*** Opening Recorded information ***

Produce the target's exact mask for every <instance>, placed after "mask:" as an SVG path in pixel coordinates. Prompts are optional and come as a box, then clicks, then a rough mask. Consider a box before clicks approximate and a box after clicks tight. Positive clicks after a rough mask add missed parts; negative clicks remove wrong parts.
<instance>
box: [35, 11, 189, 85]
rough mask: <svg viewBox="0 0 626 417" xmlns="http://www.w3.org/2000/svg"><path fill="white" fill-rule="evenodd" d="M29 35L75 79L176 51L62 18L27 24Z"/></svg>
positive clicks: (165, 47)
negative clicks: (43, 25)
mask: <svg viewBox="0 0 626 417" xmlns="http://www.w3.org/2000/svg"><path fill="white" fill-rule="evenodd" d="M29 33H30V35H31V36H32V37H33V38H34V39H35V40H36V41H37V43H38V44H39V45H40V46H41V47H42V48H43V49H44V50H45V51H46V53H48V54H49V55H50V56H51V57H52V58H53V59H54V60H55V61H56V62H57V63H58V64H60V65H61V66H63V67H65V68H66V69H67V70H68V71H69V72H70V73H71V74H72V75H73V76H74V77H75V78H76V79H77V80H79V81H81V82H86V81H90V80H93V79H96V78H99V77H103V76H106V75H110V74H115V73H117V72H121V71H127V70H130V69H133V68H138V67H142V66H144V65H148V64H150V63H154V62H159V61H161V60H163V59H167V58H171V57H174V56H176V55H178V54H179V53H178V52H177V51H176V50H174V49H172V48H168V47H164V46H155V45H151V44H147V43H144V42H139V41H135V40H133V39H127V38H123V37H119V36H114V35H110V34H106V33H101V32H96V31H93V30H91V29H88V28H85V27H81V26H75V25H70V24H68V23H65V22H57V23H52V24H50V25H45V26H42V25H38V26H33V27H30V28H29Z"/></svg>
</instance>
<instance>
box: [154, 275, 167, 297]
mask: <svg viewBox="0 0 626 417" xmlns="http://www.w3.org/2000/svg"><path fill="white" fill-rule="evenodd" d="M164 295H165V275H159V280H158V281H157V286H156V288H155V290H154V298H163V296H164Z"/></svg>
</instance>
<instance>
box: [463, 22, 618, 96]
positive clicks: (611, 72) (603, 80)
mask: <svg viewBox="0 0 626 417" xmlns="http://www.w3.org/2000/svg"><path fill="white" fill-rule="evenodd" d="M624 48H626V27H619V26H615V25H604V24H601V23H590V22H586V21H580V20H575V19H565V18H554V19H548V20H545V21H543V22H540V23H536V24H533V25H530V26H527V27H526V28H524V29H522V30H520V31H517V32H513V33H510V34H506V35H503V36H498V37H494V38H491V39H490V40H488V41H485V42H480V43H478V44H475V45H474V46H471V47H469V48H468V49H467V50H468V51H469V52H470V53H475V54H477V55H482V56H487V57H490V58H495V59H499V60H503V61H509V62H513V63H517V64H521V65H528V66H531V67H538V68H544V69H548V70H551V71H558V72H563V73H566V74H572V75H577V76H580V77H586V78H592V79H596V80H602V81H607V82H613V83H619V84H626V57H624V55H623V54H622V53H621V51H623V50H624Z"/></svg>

*** Closing Recorded information ***

• [What is needed] Take the records shown above and output them again exactly.

• [Output for this exercise]
Produce the target's exact mask for every <instance>, placed after "mask:" as an SVG path in pixel coordinates. Prompts are optional and come as a box, then clicks, then a rough mask. Consider a box before clicks approximate and a box after clicks tight. Positive clicks after a rough mask add missed parts; negative clicks remove wrong parts.
<instance>
box: [35, 11, 189, 85]
rough mask: <svg viewBox="0 0 626 417" xmlns="http://www.w3.org/2000/svg"><path fill="white" fill-rule="evenodd" d="M29 35L75 79L176 51L62 18L27 24Z"/></svg>
positive clicks: (165, 47)
negative clicks: (43, 25)
mask: <svg viewBox="0 0 626 417" xmlns="http://www.w3.org/2000/svg"><path fill="white" fill-rule="evenodd" d="M29 33H30V35H31V36H32V37H33V38H34V39H35V40H36V41H37V43H38V44H39V45H40V46H41V47H42V48H43V49H44V50H45V51H46V53H48V54H49V55H50V56H51V57H52V58H53V59H54V60H55V61H56V62H57V63H58V64H60V65H61V66H63V67H65V68H66V69H67V70H68V71H69V72H70V73H71V74H72V75H73V76H74V77H75V78H76V79H77V80H79V81H81V82H86V81H90V80H93V79H96V78H99V77H103V76H106V75H110V74H115V73H117V72H121V71H127V70H130V69H133V68H138V67H142V66H144V65H148V64H150V63H154V62H159V61H161V60H163V59H167V58H171V57H174V56H176V55H178V54H179V53H178V52H177V51H176V50H174V49H172V48H168V47H164V46H155V45H151V44H147V43H144V42H139V41H135V40H133V39H127V38H123V37H119V36H114V35H110V34H106V33H101V32H96V31H93V30H91V29H88V28H85V27H81V26H75V25H70V24H68V23H65V22H57V23H52V24H50V25H45V26H42V25H38V26H33V27H30V28H29Z"/></svg>
</instance>
<instance>
box: [154, 275, 167, 297]
mask: <svg viewBox="0 0 626 417" xmlns="http://www.w3.org/2000/svg"><path fill="white" fill-rule="evenodd" d="M164 295H165V275H159V280H158V281H157V286H156V288H155V290H154V298H163V296H164Z"/></svg>
</instance>
<instance>
box: [463, 22, 618, 96]
positive clicks: (611, 72) (603, 80)
mask: <svg viewBox="0 0 626 417" xmlns="http://www.w3.org/2000/svg"><path fill="white" fill-rule="evenodd" d="M624 48H626V27H619V26H615V25H604V24H601V23H590V22H586V21H580V20H575V19H565V18H554V19H548V20H545V21H543V22H540V23H536V24H533V25H530V26H527V27H526V28H524V29H522V30H520V31H517V32H513V33H510V34H506V35H503V36H498V37H494V38H491V39H490V40H488V41H485V42H480V43H478V44H475V45H474V46H471V47H469V48H468V49H467V50H468V51H469V52H470V53H475V54H477V55H482V56H487V57H490V58H495V59H499V60H503V61H509V62H513V63H517V64H521V65H528V66H531V67H538V68H544V69H548V70H551V71H558V72H563V73H566V74H572V75H577V76H580V77H586V78H592V79H596V80H602V81H607V82H613V83H619V84H626V57H624V55H623V54H622V53H621V51H623V50H624Z"/></svg>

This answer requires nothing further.